Continue the forum thread about judging one's own writing against published authors, starting right after its last sentence.

▶ _DOCUMENT EXCERPT_:
[Begin]
When I write, I always compare it to other authors. I don't know why (maybe because we are our own hardest judge?) but I always feel like my writing isn't "professional enough" if that makes any sense. It may be because I am young, and only have a few years of serious writing under my belt, but does anyone else feel like they have a long way to go before they would feel comfortable sharing their works? Is there anything I could do to change this?
Answering the question of how to get comfortable enough to share: I would say it depends on why you aren't comfortable sharing. For example, some people don't like getting critiqued because their self-worth is tied to the work they do. For these people, I would say get to know your critics, so that you can be assured your critics will already value you and that won't be affected by the quality of your work. It may sound strange, but if it gets rid of your psychological block, then who cares? Other people don't like getting critiqued because they are afraid of having to view their current work in an accurate light. For these people, I would say realize writing is learnable and--regardless of where your writing is now--if you believe you can become an excellent writer, stick to your conviction. Realize that a critique of your current writing does not have to force you to lower your future expectations; in fact, it can help you reach those future expectations. That said, I don't think sharing your work is necessary for everyone who is in the early stages of learning how to write fiction. Instead, they can read writing how-to books, read other fiction books, think about which books they want their writing to be like, study those books' writing style to see how it works, try to replicate it, etc. At some point, though, I think sharing your work does become necessary for improvement.
Goodness, yes. One is always one's harshest critic, as they say. There are some upsides to this, though. If you can criticize yourself (within reason) before others see what you've written, it means you'll have a better product to show them. And, of course if they don't like it, the blow isn't as hard since you don't have as far to fall. Of course the danger is that you go too far, and become so self-critical that you induce paralysis. I'm not sure what advice I have to give you. I have to say, this forum is a great way to get some other people to read your stuff without risking your ego (thanks to the anonymity of the Internet), and I've found that the criticism you get here is really thoughtful and helpful the vast majority of the time. So, throw your stuff up here and see what people say--if no one else has seen it yet, it'll at least give you a baseline.
I'm highly self critical as well, and I always compare my work to professional authors. The only way I deal with it is to just keep learning and improving, and eventually, things will just click. I'd recommend getting comfortable with work mechanics first, like grammar and punctuation, and then focus on improving your writing technique. It's only then will you be able to sit at your typing device of choice and feel truly satisfied that the work you're producing is what you want it to be.
Remember, what you're comparing your writing against: Your Early Drafts vs. Final/Published Drafts. Even when writing the first draft of a novel, your writing will be better nearing the end, than it was in the beginning. Mainly for two reasons: 1. You're writing and practice improves. 2. You know the characters and the world you've created better. Novels go through many drafts, each stage an improvement. And most novels you read (except for some, but nowhere near all self-published) have been professionally edited. My latest novel with through 8 drafts on my own, then an additional one with my publisher's editor. And then I proofed the galley. So 10 times. Even then, when you're looking at another author's work and yours, it's not exactly comparing apples to apples. Your story and your writing style will never match another author's, and you will excel in some areas, say dialogue, but maybe not be as strong in say pacing or description. Keep at it and keep improving, and rather than compare your work, study those novels that you've enjoyed. See how those authors accomplished what you're trying to do, then apply what you learn/discover to your own storyline and writing style.
[End]
▶ _EXTRACTED MATERIAL_:
[Begin]
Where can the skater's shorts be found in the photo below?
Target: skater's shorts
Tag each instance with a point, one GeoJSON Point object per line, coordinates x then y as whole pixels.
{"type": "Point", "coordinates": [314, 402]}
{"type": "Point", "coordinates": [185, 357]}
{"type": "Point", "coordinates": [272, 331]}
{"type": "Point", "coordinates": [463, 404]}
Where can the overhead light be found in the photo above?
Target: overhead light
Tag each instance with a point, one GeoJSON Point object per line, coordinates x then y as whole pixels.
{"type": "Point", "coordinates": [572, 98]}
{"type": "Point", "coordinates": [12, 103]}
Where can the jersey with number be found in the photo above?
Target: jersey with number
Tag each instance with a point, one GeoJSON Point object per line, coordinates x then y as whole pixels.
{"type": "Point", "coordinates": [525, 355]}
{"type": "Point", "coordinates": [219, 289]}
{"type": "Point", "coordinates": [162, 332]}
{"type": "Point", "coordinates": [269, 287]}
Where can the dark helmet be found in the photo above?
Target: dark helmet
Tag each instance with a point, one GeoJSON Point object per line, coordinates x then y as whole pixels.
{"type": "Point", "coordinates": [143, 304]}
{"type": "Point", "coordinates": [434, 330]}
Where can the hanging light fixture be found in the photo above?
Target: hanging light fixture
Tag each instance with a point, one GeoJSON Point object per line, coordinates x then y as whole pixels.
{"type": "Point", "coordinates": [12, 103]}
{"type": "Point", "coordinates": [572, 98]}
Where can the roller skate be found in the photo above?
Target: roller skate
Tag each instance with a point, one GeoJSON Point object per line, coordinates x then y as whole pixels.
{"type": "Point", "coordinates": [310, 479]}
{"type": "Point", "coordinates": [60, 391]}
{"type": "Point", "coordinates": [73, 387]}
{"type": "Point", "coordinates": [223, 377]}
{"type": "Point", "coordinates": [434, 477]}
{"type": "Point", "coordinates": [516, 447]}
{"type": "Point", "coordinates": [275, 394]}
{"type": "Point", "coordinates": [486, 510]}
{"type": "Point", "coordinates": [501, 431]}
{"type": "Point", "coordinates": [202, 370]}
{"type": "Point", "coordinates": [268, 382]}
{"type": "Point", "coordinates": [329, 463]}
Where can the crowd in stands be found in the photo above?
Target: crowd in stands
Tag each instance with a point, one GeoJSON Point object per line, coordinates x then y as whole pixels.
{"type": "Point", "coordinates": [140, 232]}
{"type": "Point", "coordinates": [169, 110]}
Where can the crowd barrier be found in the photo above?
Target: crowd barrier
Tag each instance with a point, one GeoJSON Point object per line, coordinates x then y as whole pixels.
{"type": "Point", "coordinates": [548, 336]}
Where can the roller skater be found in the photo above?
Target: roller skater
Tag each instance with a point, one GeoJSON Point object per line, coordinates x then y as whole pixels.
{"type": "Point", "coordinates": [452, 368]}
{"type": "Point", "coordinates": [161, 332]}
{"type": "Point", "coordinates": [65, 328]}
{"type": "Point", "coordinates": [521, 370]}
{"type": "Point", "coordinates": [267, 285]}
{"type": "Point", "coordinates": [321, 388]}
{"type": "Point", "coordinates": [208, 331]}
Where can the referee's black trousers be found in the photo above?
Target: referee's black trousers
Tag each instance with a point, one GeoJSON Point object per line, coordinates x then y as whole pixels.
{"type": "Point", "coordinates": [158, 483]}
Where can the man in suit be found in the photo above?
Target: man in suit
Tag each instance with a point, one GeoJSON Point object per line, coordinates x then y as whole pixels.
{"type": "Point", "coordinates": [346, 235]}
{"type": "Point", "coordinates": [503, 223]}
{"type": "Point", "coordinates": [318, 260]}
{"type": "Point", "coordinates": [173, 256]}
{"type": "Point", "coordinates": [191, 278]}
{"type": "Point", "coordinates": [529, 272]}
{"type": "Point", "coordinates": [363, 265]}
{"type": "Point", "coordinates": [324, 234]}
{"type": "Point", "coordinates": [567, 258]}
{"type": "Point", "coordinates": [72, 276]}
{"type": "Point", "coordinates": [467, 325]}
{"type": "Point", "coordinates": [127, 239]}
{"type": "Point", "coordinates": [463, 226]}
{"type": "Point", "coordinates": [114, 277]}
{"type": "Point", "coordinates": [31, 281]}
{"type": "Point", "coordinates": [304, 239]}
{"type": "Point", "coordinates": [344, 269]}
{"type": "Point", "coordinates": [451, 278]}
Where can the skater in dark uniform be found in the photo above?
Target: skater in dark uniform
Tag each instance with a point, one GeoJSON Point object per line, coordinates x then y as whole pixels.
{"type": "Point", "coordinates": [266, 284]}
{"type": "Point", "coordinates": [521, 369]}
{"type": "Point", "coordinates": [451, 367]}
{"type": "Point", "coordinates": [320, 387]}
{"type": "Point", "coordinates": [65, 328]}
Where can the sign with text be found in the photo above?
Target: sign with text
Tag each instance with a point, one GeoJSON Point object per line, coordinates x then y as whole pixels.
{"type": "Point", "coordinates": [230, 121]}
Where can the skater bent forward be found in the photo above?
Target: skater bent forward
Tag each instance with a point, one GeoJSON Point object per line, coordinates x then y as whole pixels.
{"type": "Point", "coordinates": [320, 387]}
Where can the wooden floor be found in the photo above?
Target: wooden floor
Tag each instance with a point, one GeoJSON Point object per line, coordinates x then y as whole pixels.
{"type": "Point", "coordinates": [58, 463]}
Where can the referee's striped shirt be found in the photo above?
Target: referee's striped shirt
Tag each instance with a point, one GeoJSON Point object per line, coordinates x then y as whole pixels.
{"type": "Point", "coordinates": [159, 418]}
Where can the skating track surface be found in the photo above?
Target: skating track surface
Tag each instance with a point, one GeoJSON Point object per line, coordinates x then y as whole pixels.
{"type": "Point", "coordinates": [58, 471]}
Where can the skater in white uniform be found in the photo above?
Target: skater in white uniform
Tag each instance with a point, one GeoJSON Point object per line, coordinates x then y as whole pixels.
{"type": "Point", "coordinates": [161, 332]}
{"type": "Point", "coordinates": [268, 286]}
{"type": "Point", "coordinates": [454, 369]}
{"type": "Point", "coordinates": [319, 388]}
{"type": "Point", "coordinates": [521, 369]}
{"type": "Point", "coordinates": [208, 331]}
[End]
[Begin]
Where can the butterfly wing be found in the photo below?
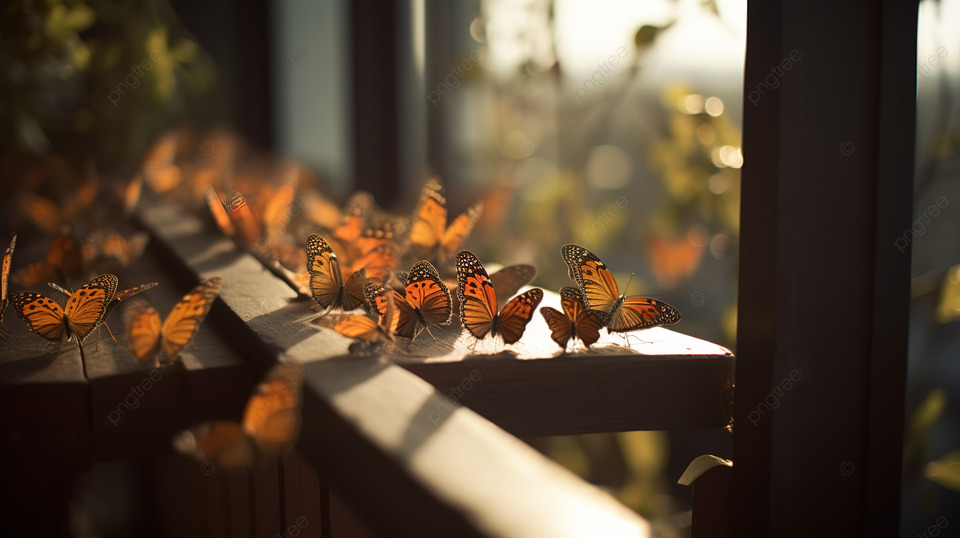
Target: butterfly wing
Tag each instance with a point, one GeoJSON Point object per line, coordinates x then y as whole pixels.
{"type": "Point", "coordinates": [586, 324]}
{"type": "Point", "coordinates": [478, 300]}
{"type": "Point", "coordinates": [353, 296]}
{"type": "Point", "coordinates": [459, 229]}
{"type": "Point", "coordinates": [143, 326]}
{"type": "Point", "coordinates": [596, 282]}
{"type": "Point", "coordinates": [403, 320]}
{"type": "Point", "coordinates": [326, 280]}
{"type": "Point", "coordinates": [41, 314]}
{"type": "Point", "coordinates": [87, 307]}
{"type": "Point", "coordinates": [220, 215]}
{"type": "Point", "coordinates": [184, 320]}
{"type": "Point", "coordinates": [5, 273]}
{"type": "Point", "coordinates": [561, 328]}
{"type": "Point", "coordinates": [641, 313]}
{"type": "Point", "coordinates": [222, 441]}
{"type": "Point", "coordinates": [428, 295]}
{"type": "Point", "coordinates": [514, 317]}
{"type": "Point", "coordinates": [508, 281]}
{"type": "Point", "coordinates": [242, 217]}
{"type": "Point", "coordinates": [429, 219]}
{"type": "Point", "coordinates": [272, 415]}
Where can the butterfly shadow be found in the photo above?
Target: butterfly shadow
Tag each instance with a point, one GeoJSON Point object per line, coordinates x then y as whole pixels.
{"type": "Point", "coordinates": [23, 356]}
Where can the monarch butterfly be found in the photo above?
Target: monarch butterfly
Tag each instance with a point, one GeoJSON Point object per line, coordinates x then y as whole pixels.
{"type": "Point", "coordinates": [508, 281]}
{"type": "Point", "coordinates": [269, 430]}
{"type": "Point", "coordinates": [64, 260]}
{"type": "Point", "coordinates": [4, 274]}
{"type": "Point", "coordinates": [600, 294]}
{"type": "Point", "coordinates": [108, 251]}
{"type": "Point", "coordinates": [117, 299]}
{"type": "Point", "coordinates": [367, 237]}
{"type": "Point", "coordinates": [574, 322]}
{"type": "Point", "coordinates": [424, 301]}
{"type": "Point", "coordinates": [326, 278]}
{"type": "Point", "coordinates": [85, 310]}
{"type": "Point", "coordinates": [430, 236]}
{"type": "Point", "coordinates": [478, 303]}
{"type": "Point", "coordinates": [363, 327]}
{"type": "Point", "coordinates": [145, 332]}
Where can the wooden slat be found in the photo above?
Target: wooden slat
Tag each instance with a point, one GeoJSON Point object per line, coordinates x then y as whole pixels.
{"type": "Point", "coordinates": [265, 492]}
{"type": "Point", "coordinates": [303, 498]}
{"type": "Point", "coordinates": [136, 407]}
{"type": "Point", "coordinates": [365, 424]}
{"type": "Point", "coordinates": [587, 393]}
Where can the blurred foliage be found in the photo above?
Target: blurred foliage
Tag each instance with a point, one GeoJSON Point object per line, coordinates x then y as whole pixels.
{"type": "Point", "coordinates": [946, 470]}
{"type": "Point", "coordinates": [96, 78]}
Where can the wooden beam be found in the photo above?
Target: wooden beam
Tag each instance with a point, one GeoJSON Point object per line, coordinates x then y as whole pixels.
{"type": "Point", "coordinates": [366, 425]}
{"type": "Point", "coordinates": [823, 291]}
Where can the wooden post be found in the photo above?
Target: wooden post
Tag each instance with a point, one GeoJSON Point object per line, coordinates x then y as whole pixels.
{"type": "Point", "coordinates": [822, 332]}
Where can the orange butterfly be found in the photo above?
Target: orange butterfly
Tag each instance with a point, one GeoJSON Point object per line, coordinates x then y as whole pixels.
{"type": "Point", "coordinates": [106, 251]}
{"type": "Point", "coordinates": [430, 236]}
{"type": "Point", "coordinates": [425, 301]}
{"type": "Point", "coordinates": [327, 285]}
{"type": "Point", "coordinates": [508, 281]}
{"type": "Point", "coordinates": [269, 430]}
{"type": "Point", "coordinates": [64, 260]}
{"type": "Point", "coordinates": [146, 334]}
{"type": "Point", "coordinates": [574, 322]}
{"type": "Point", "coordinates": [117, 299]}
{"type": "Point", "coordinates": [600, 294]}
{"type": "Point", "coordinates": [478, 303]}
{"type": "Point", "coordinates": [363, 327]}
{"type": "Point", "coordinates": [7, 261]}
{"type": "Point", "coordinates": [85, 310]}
[End]
▶ _FINAL RESULT_:
Terry, I have a question: do you find yourself changing large chunks of your first draft when working towards your second draft, or is it fairly minimal relative to the bulk of the text?
The Mad Regent, I do not change large chunks of my novel after the first draft is written. That may be because I have a rough outline that I work from, or my method of writing. When I sit down to write, I review the previous section I wrote, modify/edit it, then add new words. The next time, I modify/edit last session's new words and add new ones. I also make notes for changes, but they're usually minor. I've not removed, say 5000 word chunks of text from a novel, or moved chapter two's contents to chapter 5. But that's just me, and what works for me may not be what works for another writer.
I work in a similar fashion -- I write a chapter, and then revise it substantially before moving on to the next. The worry I have, though, is finishing a first draft and then realizing during the second draft that I despise it, resulting in me cutting it to shreds. Maybe I should have more faith in my own abilities.
I am my own worst critic, so why bother comparing myself to a myriad of good and bad authors. That why it takes me so long to write things, cause I always figure everything I write is crap. So why worry about comparing yourself to others that are on both ends of the spectrum? If you like it, then somebody else will like it too. Perfection is impossible, and a point of a percent of great authors consistently create master pieces. Fortunately most of those people are dead, and should be respected for what they did. For everyone else, we are somewhere in the middle.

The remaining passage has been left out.